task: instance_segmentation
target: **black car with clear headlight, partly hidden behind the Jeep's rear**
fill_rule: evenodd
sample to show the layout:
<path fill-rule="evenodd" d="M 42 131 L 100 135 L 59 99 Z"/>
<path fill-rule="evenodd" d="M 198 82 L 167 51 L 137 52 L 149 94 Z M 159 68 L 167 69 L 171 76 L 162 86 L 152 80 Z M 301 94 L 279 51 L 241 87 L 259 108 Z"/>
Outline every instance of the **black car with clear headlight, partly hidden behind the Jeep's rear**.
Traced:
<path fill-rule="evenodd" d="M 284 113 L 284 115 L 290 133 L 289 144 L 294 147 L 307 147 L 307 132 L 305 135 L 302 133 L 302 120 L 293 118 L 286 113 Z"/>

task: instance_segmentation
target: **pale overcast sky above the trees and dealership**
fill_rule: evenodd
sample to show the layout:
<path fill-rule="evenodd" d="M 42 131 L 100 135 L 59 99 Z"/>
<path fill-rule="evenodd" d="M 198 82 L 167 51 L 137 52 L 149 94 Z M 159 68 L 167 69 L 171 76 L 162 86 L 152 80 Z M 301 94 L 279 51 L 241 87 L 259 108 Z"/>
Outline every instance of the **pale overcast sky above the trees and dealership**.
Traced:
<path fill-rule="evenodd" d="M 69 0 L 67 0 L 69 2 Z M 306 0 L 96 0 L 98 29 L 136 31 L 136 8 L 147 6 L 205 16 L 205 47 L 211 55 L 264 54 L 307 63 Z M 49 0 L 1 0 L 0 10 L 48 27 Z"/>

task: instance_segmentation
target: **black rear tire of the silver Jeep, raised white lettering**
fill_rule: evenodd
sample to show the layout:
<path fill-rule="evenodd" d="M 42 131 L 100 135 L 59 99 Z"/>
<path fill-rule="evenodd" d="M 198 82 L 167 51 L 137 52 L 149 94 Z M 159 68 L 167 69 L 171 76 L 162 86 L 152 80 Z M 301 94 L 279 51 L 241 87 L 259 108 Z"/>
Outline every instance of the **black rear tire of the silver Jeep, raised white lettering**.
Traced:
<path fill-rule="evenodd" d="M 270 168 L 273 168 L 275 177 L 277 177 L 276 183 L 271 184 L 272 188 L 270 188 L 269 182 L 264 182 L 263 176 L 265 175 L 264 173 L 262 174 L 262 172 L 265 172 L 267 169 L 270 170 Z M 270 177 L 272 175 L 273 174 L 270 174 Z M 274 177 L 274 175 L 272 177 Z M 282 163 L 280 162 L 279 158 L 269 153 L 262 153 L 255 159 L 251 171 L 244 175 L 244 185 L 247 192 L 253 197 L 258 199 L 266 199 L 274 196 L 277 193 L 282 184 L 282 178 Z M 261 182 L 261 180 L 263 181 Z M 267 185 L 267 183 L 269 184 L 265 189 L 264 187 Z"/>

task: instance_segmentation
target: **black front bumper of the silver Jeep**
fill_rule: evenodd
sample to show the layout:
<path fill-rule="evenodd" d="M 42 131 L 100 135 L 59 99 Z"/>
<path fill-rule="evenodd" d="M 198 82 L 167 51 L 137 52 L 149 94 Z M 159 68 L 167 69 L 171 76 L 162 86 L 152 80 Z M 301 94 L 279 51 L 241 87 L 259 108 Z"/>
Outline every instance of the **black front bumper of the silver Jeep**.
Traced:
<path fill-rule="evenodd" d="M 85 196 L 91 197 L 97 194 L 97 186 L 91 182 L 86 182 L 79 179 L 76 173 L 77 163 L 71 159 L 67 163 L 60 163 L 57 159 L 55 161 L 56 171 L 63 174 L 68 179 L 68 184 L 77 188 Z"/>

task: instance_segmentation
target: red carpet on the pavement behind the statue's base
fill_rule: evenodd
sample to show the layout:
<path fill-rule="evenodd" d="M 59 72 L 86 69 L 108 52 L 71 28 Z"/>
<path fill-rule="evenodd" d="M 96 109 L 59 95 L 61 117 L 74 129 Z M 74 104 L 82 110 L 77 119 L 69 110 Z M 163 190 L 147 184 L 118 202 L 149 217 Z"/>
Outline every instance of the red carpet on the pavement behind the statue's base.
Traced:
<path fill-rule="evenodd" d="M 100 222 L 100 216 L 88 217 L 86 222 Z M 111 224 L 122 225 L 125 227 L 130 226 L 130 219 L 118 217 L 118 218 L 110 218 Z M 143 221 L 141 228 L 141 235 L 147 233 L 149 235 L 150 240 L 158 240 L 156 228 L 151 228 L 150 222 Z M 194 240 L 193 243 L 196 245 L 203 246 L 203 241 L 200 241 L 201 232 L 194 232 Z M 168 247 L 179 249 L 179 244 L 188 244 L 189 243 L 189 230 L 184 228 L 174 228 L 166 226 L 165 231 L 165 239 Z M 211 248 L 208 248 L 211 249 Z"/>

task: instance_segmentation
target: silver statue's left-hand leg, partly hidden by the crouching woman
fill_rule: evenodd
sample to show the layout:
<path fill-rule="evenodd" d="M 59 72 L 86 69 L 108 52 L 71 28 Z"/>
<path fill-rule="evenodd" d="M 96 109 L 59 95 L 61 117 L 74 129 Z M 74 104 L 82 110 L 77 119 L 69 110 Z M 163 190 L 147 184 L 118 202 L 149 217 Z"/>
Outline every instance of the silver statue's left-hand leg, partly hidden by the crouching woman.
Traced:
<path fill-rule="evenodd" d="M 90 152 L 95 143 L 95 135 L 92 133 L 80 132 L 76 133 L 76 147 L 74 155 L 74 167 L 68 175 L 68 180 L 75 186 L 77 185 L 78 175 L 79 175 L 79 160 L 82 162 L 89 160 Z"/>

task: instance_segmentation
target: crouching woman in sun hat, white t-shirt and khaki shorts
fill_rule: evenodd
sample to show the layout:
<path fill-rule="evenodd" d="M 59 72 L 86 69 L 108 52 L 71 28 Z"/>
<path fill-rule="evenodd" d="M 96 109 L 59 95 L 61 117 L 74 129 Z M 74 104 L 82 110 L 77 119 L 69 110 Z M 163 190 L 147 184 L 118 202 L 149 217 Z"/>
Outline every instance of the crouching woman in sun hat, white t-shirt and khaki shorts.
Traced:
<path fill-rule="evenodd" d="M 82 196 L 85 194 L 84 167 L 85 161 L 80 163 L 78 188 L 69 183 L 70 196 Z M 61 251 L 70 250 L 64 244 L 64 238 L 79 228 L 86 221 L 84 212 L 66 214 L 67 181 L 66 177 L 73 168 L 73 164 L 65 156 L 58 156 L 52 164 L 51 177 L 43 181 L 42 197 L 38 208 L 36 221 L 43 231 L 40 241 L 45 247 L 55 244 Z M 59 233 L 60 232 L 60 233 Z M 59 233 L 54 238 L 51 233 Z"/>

==*==

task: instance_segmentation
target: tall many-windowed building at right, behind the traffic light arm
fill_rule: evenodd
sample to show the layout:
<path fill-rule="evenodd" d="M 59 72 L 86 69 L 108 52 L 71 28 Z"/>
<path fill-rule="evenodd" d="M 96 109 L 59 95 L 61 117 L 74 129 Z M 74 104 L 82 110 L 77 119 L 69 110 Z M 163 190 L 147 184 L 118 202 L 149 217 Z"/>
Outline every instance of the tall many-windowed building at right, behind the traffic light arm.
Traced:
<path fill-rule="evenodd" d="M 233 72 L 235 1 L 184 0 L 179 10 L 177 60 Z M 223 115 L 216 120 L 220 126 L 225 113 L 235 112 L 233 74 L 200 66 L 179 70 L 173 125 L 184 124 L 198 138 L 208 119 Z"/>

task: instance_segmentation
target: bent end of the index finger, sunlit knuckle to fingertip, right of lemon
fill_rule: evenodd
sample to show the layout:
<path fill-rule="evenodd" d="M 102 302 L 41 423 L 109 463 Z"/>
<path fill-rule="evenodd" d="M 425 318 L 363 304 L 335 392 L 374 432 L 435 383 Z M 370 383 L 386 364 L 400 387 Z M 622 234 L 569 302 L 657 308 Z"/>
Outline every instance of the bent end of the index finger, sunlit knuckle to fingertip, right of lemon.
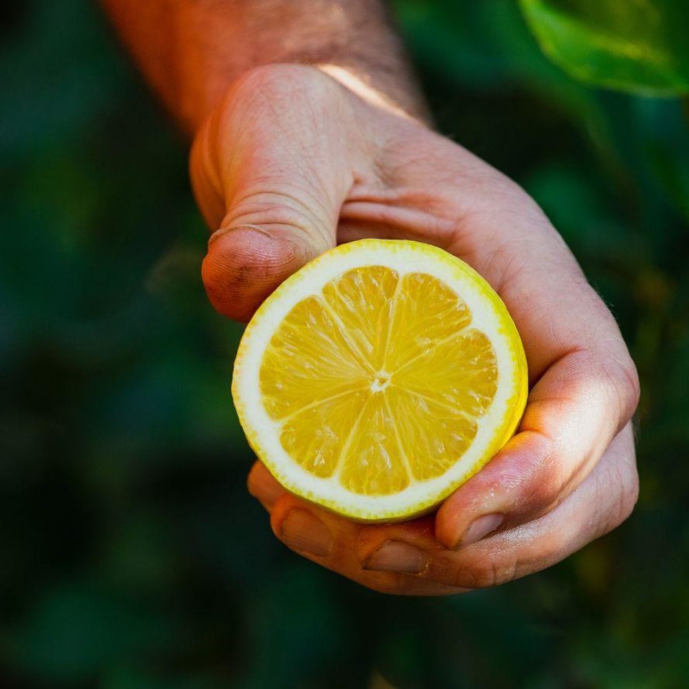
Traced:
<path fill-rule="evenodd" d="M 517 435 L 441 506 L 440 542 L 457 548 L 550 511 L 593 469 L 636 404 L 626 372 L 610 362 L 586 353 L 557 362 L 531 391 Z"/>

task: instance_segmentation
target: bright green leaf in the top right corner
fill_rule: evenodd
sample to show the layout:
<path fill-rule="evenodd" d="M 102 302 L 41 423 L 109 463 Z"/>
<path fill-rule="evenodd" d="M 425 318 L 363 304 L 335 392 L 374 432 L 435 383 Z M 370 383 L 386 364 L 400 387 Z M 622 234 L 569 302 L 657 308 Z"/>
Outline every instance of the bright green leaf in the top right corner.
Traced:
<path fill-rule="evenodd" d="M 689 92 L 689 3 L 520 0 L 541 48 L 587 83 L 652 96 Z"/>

==*==

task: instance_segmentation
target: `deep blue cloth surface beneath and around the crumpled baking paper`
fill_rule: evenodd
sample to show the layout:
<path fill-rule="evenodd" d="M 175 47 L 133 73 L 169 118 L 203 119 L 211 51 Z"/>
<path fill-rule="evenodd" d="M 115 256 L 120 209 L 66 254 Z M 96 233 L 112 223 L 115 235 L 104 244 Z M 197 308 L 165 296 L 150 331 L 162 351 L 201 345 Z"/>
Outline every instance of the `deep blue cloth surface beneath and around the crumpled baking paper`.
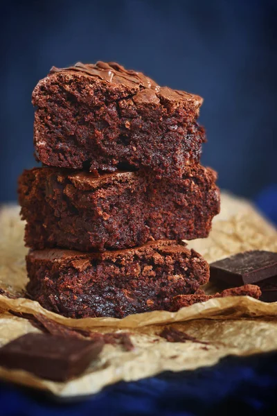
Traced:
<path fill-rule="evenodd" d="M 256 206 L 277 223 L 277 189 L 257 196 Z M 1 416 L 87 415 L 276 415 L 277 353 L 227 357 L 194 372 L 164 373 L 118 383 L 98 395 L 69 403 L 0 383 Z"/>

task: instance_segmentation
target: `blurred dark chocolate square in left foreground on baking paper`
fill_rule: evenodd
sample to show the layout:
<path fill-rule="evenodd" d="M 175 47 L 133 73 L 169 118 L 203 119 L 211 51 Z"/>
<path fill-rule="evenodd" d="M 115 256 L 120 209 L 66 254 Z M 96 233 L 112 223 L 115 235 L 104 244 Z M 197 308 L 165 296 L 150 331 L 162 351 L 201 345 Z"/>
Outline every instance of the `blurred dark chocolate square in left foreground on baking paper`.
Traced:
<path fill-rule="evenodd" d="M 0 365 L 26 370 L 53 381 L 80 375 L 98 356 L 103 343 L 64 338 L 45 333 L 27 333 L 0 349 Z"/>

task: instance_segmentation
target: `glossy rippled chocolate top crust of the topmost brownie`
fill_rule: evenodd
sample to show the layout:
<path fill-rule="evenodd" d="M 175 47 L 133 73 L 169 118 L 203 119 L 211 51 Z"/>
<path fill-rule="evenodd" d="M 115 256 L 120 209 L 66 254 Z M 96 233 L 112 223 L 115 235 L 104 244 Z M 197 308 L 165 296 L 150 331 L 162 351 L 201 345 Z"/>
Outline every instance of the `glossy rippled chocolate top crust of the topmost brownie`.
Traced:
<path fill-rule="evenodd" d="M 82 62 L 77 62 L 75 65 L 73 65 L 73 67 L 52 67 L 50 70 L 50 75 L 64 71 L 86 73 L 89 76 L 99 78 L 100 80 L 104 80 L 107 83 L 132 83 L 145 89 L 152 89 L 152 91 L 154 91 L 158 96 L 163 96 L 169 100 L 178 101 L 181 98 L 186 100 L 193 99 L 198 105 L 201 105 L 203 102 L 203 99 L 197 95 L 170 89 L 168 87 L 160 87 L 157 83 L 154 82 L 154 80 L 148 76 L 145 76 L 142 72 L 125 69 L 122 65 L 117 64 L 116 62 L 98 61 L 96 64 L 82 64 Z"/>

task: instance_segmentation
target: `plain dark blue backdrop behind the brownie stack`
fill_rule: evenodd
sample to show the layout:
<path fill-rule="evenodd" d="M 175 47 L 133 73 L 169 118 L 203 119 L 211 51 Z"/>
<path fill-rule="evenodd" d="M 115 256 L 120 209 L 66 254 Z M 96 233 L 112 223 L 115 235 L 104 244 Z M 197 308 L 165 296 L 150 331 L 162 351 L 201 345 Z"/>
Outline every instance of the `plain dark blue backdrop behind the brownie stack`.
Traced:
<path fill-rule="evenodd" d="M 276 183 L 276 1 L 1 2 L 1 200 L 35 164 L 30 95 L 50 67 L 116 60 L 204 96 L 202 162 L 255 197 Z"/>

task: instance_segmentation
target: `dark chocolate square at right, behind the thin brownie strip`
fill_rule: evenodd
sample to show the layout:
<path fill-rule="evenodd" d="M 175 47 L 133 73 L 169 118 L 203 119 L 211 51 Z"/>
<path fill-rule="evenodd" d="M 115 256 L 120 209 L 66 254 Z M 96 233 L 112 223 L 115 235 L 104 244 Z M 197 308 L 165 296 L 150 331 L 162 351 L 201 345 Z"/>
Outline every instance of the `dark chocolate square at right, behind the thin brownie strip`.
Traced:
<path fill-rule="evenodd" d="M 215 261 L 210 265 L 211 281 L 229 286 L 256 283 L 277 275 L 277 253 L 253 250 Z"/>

==*==

> AIM OF THE TASK
Search the entries for the string "rear" and copy each line where it occurs.

> ANSWER SECTION
target: **black car with clear headlight, partly hidden behind the Jeep's rear**
Outline every instance of the **black car with clear headlight, partly hidden behind the Jeep's rear**.
target: **black rear tire of the silver Jeep, raised white lettering**
Outline every instance of the **black rear tire of the silver Jeep, raised white lettering**.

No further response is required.